● **Trecho fornecido**

★ ★ ★ ★ ★

As más condições de conservação eram tamanhas que alguns cadáveres, em estado avançado de decomposição, tiveram que ser incinerados e nem puderam ser dissecados. A descrição das fotos obtidas pela revista L’Express, que não foram publicadas por respeito às famílias, integra um documento de 27 páginas, de 2016, que o professor Richard Douard, diretor do centro, enviou para o então presidente da universidade, Frédéric Dardel, hoje conselheiro da Ministra francesa do Ensino Superior e da Pesquisa, Frédérique Vidal.

Tráfico de corpos

As imagens mostram corpos em condições deploráveis, cabeças empilhadas em carrinhos, sacos de lixo cheios de membros ou cadáveres pela metade ou infestados de vermes. O material e as instalações são descritos como ultrapassados. A ventilação também não funcionava e os canos viviam entupidos.

“O Centro de Doação de Corpos da Faculdade de Medicina Paris Descartes foi deixado em um estado deplorável, sem reforma. As câmaras frias não respeitavam mais as normas, corpos foram deixados apodrecendo, devorados por ratos”, conta o presidente da UFML, Sindicato da União Francesa para uma Medicina Livre, Jêrôme Marty, em entrevista à RFI Brasil.

Além disso, explica, as regras éticas que envolvem as doações de corpos para a Ciência foram violadas. “Os cadáveres eram vendidos para a indústria automobilística, para crash-tests, por exemplo. Havia uma monetização dos corpos, que eram comercializados, inteiros ou parcialmente”, descreve. O médico francês explica que esse dinheiro, que deveria ser utilizado pela universidade e o centro, foi desviado.

★ ★ ★ ★ ★

● **Dados fornecidos**
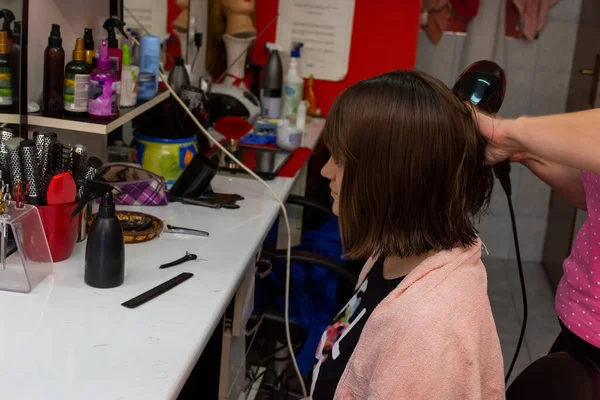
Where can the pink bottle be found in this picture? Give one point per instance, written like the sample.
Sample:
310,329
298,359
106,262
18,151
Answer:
103,98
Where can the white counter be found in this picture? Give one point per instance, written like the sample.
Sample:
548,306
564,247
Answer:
66,340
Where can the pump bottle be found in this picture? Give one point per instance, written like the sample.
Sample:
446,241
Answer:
294,84
105,248
77,81
114,53
54,74
90,50
272,84
6,98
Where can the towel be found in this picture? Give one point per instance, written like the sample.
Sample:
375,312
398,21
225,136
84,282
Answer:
534,14
433,337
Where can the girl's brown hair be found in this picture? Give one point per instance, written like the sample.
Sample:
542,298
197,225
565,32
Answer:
414,176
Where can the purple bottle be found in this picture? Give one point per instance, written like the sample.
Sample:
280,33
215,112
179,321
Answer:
103,99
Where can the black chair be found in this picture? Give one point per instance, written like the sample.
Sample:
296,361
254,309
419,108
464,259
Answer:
557,376
273,323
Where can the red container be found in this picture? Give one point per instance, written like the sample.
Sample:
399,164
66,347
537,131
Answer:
60,228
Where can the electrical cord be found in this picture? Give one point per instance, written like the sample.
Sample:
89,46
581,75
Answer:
523,290
283,211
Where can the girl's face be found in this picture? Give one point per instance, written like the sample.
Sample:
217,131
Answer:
334,172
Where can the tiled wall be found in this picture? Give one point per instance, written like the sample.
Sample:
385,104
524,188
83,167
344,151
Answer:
538,74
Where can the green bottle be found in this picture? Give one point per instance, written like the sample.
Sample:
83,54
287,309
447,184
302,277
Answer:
77,81
5,72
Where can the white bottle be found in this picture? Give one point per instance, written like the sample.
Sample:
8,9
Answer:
293,87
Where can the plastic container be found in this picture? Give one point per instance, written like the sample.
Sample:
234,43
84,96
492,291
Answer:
165,157
149,62
103,99
178,76
294,84
61,229
77,81
54,74
129,80
105,248
6,95
272,84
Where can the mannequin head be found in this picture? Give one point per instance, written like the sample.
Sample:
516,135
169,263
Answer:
235,17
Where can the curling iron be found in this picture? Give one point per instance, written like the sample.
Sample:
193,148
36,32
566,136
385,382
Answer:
483,83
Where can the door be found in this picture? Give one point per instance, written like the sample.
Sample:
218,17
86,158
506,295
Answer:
564,220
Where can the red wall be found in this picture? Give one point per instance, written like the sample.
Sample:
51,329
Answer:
384,38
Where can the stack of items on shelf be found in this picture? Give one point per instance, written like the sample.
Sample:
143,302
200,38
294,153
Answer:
97,83
48,174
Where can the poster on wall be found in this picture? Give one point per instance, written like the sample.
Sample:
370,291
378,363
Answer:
324,27
150,14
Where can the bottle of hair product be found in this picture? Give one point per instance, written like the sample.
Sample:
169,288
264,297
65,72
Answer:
5,72
103,101
178,76
54,74
294,84
114,53
149,59
15,65
272,84
90,50
129,80
77,81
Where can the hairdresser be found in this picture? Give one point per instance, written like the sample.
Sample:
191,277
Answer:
564,151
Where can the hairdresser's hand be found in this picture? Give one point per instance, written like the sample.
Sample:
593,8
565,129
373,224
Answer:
495,131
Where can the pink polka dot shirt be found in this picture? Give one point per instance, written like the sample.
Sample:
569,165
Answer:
578,294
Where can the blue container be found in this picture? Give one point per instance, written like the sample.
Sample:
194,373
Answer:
149,61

★ ★ ★ ★ ★

● **Problema a resolver**
Reproduza na íntegra, sem mudar nada, o texto sobre o Centro de Doação de Corpos da Faculdade de Medicina Paris Descartes.

● **Resposta do exercício**
As más condições de conservação eram tamanhas que alguns cadáveres, em estado avançado de decomposição, tiveram que ser incinerados e nem puderam ser dissecados. A descrição das fotos obtidas pela revista L’Express, que não foram publicadas por respeito às famílias, integra um documento de 27 páginas, de 2016, que o professor Richard Douard, diretor do centro, enviou para o então presidente da universidade, Frédéric Dardel, hoje conselheiro da Ministra francesa do Ensino Superior e da Pesquisa, Frédérique Vidal.

Tráfico de corpos

As imagens mostram corpos em condições deploráveis, cabeças empilhadas em carrinhos, sacos de lixo cheios de membros ou cadáveres pela metade ou infestados de vermes. O material e as instalações são descritos como ultrapassados. A ventilação também não funcionava e os canos viviam entupidos.

“O Centro de Doação de Corpos da Faculdade de Medicina Paris Descartes foi deixado em um estado deplorável, sem reforma. As câmaras frias não respeitavam mais as normas, corpos foram deixados apodrecendo, devorados por ratos”, conta o presidente da UFML, Sindicato da União Francesa para uma Medicina Livre, Jêrôme Marty, em entrevista à RFI Brasil.

Além disso, explica, as regras éticas que envolvem as doações de corpos para a Ciência foram violadas. “Os cadáveres eram vendidos para a indústria automobilística, para crash-tests, por exemplo. Havia uma monetização dos corpos, que eram comercializados, inteiros ou parcialmente”, descreve. O médico francês explica que esse dinheiro, que deveria ser utilizado pela universidade e o centro, foi desviado.